L’Ukraine et les trous de mémoire

Publié le 28 janvier 2022
La nouvelle la plus folle de la semaine: les Etats-Unis et quelques pays européens rapatrient leurs ressortissants établis en Ukraine. Comme si des Talibans allaient d’un jour à l’autre envahir Kiev. Episode ridicule de la guerre de l’info entre l’est et l’ouest, comme au temps de la guerre froide. On lit ces jours une foule d’hypothèses et d’analyses délirantes. Sur fond d’ignorance et de déni historique.
- - -
# Consignes
1. Réécrivez plus brièvement le paragraphe de l’article sur l’Ukraine qui commence par « La nouvelle la plus folle de la semaine », en gardant ses faits principaux.
2. Recopiez l’article sur l’Ukraine depuis « L’Ukraine et les » jusqu’à « de déni historique. » inclus.
3. Rédigez la suite de l’article sur l’Ukraine à partir de l’endroit où il s’arrête.
- - -
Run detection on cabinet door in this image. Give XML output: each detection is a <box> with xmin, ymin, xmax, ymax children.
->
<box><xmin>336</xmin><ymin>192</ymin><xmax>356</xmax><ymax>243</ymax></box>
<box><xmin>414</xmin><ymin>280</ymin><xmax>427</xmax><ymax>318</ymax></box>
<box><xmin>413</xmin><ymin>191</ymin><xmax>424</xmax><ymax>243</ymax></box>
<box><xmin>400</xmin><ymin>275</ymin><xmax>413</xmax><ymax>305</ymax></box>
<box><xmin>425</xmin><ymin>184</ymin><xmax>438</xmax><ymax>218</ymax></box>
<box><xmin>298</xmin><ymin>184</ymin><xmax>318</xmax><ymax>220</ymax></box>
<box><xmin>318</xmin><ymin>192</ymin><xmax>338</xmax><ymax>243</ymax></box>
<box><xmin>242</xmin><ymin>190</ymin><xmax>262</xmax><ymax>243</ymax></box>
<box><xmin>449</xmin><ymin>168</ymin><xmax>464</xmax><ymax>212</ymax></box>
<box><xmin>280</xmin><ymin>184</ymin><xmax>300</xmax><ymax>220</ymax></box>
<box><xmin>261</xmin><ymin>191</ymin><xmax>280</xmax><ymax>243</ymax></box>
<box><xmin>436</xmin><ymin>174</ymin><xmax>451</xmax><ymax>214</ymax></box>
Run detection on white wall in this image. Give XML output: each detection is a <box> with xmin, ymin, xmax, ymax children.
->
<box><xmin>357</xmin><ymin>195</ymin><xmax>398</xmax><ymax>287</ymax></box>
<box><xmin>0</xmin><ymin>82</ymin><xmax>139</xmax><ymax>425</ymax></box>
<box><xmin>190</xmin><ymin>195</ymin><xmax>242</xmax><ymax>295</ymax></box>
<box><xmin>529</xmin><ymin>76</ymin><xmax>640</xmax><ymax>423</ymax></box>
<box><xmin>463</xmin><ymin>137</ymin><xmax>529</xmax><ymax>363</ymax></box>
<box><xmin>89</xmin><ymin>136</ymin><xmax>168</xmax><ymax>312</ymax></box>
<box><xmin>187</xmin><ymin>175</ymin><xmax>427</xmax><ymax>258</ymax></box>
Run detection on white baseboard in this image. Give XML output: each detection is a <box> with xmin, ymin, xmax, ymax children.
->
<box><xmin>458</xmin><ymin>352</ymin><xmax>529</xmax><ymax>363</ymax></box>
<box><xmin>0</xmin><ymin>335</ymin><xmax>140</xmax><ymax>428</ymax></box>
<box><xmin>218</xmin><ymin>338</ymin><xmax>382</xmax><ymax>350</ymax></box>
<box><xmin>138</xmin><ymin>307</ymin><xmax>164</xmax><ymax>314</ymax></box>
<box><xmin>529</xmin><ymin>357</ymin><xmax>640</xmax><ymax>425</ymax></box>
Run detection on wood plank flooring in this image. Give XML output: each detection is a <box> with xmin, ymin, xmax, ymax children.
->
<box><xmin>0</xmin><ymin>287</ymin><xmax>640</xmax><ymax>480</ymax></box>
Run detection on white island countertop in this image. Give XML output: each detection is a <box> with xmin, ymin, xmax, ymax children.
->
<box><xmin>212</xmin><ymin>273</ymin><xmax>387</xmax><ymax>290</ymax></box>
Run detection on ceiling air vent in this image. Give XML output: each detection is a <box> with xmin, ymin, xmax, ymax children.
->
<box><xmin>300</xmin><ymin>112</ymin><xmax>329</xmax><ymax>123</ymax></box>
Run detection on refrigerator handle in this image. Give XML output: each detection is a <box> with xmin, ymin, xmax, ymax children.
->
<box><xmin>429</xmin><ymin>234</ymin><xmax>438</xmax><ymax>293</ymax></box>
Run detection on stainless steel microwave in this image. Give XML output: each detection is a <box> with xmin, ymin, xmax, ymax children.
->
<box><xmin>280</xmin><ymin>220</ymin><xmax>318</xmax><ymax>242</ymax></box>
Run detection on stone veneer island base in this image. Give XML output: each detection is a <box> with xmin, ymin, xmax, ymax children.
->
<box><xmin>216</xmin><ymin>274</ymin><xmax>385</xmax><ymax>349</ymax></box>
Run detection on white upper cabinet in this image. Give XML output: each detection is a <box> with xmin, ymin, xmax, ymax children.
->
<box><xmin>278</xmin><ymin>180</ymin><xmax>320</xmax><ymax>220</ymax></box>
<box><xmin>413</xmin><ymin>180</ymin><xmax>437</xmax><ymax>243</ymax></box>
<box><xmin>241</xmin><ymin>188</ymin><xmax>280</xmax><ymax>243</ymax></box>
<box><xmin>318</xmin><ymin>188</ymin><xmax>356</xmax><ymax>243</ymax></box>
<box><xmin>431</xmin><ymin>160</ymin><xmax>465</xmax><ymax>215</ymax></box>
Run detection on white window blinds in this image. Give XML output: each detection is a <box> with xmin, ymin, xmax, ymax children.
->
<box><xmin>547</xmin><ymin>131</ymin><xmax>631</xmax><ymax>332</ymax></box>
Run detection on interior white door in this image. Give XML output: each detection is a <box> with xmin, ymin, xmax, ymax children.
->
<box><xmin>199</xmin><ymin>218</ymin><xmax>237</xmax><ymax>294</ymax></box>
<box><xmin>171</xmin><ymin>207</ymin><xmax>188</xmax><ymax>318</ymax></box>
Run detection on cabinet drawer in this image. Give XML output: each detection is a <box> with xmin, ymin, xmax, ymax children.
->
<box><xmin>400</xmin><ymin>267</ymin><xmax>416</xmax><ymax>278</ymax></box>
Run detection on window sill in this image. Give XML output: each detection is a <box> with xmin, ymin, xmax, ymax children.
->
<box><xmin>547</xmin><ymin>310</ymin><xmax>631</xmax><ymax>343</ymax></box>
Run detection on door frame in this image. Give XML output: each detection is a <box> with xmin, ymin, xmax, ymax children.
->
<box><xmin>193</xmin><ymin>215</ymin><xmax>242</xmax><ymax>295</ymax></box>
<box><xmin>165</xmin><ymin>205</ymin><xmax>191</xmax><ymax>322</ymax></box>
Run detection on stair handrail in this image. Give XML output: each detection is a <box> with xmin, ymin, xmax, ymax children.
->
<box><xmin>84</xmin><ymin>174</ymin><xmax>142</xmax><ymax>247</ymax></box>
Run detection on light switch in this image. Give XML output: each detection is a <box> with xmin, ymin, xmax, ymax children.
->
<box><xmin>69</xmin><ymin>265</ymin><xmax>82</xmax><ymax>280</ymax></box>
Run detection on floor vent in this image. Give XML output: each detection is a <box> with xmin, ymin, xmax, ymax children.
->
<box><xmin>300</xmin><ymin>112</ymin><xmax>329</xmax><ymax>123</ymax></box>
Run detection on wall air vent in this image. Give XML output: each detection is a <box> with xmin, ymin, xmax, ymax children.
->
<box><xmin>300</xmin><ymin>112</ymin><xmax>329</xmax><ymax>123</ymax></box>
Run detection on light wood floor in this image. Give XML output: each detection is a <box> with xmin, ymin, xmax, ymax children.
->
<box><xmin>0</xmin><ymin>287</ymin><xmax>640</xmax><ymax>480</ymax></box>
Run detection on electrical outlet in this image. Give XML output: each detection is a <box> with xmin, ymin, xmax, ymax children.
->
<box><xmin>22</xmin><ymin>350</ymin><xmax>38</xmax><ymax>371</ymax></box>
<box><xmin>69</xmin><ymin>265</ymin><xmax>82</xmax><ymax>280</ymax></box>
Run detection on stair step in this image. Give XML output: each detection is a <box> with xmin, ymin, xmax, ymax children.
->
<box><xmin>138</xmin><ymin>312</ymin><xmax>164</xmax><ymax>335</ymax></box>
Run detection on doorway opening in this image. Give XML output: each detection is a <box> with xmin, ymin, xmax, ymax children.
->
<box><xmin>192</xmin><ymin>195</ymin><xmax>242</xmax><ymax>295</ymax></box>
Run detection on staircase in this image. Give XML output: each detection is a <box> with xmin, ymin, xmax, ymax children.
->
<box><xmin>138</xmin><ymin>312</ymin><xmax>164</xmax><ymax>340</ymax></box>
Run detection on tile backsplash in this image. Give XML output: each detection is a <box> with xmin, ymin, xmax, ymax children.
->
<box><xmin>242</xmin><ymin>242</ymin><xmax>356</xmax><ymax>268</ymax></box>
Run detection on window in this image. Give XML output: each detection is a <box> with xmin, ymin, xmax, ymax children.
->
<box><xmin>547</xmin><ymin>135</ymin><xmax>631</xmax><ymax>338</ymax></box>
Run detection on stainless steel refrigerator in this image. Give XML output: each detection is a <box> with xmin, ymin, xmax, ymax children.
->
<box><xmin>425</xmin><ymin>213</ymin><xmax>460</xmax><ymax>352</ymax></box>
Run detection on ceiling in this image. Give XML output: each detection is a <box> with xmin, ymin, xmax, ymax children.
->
- - -
# Résultats de l’exercice
1. Nouvelle la plus folle de la semaine : les États-Unis et quelques pays européens rapatrient leurs ressortissants installés en Ukraine, comme si des Talibans allaient envahir Kiev. C’est un épisode ridicule de la guerre de l’info entre l’est et l’ouest, comme au temps de la guerre froide. Il s’accompagne d’une foule d’hypothèses et d’analyses délirantes, sur fond d’ignorance et de déni historique.

2.
L’Ukraine et les trous de mémoire

Publié le 28 janvier 2022
La nouvelle la plus folle de la semaine: les Etats-Unis et quelques pays européens rapatrient leurs ressortissants établis en Ukraine. Comme si des Talibans allaient d’un jour à l’autre envahir Kiev. Episode ridicule de la guerre de l’info entre l’est et l’ouest, comme au temps de la guerre froide. On lit ces jours une foule d’hypothèses et d’analyses délirantes. Sur fond d’ignorance et de déni historique.

3.
Oui, la Russie a massé des troupes à la frontière. Sur son sol et celui de son allié biélorusse. Qu’elle fasse ainsi pression pour que l’Ukraine ne devienne pas une tête de pont de l’OTAN à sa porte, c’est évident. Qu’elle envisage, comme tant le disent, l’invasion de ce pays plus grand que la France, c’est invraisemblable. Quel serait l’intérêt d’occuper un pays attaché à son indépendance? On peut faire bien des reproches à Poutine, mais pas celui de la déraison mégalomane. Cet animal à sang-froid sait qu’un tel conflit enfoncerait la Russie dans un désastre comme elle l’a connu autrefois en Afghanistan. Il a bonne mémoire. Les Occidentaux beaucoup moins. Ceux-ci veulent oublier que ces deux pays sont profondément liés par l’histoire, parfois tragique, parfois féconde. Voir leur voisinage pacifié est une aspiration profonde des deux peuples. Seuls les Allemands, semble-t-il, ont le passé en tête. D’où leur refus de rejoindre la frénésie anti-russe de leurs partenaires. Le chancelier Scholz a rappelé la responsabilité de son pays dans les tragédies du XXème siècle, et les sacrifices incommensurables de la Russie pour mettre fin au cauchemar nazi. Son propos en deux mots: restons calmes. Mettre la volonté d’apaisement sur le compte des seuls intérêts économiques, comme le font tant de perroquets médiatiques, est de courte vue, insultant même.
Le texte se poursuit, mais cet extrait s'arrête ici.